─── Selected extract

By Daan Smit
Inflationary pressures in the United States and other corners of the world have been accelerating this year as a result of supply bottlenecks, cash-flooded economic systems, and suppliers’ struggles to push their output volumes near where they were before the pandemic to catch up with pent-up demand.
However, somehow counterintuitively, the price of gold – a traditional hedge against inflation – is down almost 8% since 2021 started.
As a result, the question in the mind of many investors who may not be familiarized with how to trade commodities is probably why the price of gold is not exploding higher in the midst of the highest inflation readings in more than a decade?
In the following article, I’ll share a few factors that may be keeping a lid on the price of the precious metal.
Supply & Demand factors
Gold prices are primarily influenced by supply and demand dynamics and to get some more insights about the evolution of these two factors in the past quarters we can rely on the data provided by the World Gold Council (WGC).
First, if we look at the supply chart, it seems that supply levels have already recovered near where they were before the pandemic started, with a total of 924 tones of the precious metal being mined during the second quarter of 2021.
Interestingly, it seems that the price of gold peaked during the third quarter of 2020, exactly at a point when mine production volumes reached their third highest reading in more than 11 years.
Meanwhile, the demand chart shows that buying volumes for the precious metal dropped precipitously during the third and fourth quarter of 2020 as demand from central banks collapsed to its lowest levels since 2010 while demand from the investment segment also dropped significantly.
Upon taking a look at the relationship between supply and demand, the first explanation for gold prices remaining fairly stalled is that demand for the precious metal has dried up and that could be explained by increased interest in other vehicles as potential hedges against inflation as is the case of cryptocurrencies.
Cryptocurrencies taking the lead as the top inflation hedge
When the demand from the investment segment declined the most for gold, during Q4 2020 and Q1 2021, the price of Bitcoin advanced from $10,000 to nearly $60,000 per coin.
This negative correlation in the performance of the two assets seems to indicate that gold’s appeal as a protective measure against inflationary pressures is fading while cryptocurrencies are emerging as a potential substitute.
One variable that may explain the increased appeal of Bitcoin (BTC) specifically as a store of value is its limited lifetime supply. In this regard, the maximum supply of Bitcoin is 21 million coins while the supply for gold is not fixated and could, in certain scenarios, fluctuate to levels that may surpass its demand.

──────

Check your understanding:
(1) Reproduce the passage of the article on gold prices starting with "Cryptocurrencies taking the" and going on through "a potential substitute.".
(2) Continue the article on gold prices from its last sentence.
The rows after this are separate material, unrelated to the article on gold prices.

─── Data records

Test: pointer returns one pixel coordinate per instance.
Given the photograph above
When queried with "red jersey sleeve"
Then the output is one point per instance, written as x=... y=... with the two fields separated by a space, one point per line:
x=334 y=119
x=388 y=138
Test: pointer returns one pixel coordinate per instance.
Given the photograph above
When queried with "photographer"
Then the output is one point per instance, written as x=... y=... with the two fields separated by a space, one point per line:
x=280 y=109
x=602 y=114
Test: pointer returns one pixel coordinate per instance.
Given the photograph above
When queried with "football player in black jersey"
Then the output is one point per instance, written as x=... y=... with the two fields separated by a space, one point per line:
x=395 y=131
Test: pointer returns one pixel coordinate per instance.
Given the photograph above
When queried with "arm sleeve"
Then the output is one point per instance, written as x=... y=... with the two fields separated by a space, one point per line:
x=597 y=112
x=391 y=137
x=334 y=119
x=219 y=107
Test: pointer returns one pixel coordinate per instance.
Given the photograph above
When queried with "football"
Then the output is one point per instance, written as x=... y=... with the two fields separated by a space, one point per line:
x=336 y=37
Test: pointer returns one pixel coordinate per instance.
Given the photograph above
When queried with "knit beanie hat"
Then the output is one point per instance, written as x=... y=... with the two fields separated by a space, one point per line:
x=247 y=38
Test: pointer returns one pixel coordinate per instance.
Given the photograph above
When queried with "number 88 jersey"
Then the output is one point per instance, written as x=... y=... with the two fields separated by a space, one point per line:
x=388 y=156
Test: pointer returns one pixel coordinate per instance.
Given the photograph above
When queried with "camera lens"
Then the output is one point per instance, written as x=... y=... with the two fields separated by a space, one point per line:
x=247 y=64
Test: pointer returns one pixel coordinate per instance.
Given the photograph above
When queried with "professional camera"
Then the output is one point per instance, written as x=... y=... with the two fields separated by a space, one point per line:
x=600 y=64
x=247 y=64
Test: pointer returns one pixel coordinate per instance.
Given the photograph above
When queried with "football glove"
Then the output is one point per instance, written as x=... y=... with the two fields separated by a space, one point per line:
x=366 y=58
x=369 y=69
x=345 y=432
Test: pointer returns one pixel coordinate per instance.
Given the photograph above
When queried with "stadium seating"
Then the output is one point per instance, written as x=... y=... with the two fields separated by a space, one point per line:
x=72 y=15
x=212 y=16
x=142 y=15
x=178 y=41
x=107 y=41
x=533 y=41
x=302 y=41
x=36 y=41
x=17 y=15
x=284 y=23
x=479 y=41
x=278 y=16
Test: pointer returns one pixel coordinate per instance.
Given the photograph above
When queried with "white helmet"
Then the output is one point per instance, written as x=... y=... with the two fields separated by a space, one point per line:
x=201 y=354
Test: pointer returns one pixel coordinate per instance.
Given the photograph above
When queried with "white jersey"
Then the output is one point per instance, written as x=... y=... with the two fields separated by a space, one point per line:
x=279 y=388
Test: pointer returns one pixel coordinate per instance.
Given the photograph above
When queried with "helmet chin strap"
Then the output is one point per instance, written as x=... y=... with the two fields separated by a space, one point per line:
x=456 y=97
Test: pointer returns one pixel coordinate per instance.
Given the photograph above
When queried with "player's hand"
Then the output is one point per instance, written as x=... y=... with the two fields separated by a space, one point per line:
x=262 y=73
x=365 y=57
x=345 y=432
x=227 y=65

──────

Solved tasks:
(1)
Cryptocurrencies taking the lead as the top inflation hedge
When the demand from the investment segment declined the most for gold, during Q4 2020 and Q1 2021, the price of Bitcoin advanced from $10,000 to nearly $60,000 per coin.
This negative correlation in the performance of the two assets seems to indicate that gold’s appeal as a protective measure against inflationary pressures is fading while cryptocurrencies are emerging as a potential substitute.

(2)
Instead, Bitcoin’s supply will remain unchanged and that increases its ability to act as a plausible store of value as long as its underlying technology is considered safe.
Could most of the upside for gold be priced in?
At $1,752 per troy ounce, gold is trading 32% below its August 2020 all-time high of $2,075 per ounce. Back then, the demand for the precious metal hit its lowest level in the past 10 years at least.
One plausible theory that explains why gold has started to decline even as inflation accelerated is that most of the upside resulting from higher demand for the precious metal was already priced in.
This theory seems entirely possible if one considers that gold appreciated as much as 25% in 2020, this being the third largest annual gain experienced by the precious metal in the past 20 years.
Moreover, the supply/demand imbalance highlighted previously may have not been anticipated by market participants and that explains the sharp drops that the price of gold experienced in August 2020, January 2021, and most recently in April 2021.
Summarizing the findings
Based on the evidence presented above, it seems that the counterintuitive performance of gold during the latest spike in inflation levels in the United States is not necessarily hard to explain as multiple factors have played a key role in depressing the price of the yellow metal including a supply/demand imbalance, a relatively higher appeal of cryptocurrencies as a safe-haven, and overly optimistic demand forecasts that didn’t materialize.
Meanwhile, with demand levels still at historically low levels, chances are that gold’s performance in the following quarters could remain opaque, even if inflation accelerates, as long as these variables remain unchanged.
Daan Smit is a Dutch-born writer who lives in Asia. Developing feature articles, global news & technology pieces. His work explores issues related to business psychology, data science, and cyber security.
Editorial Note: The opinions are the author’s and are not necessarily the opinions of MacroBusiness.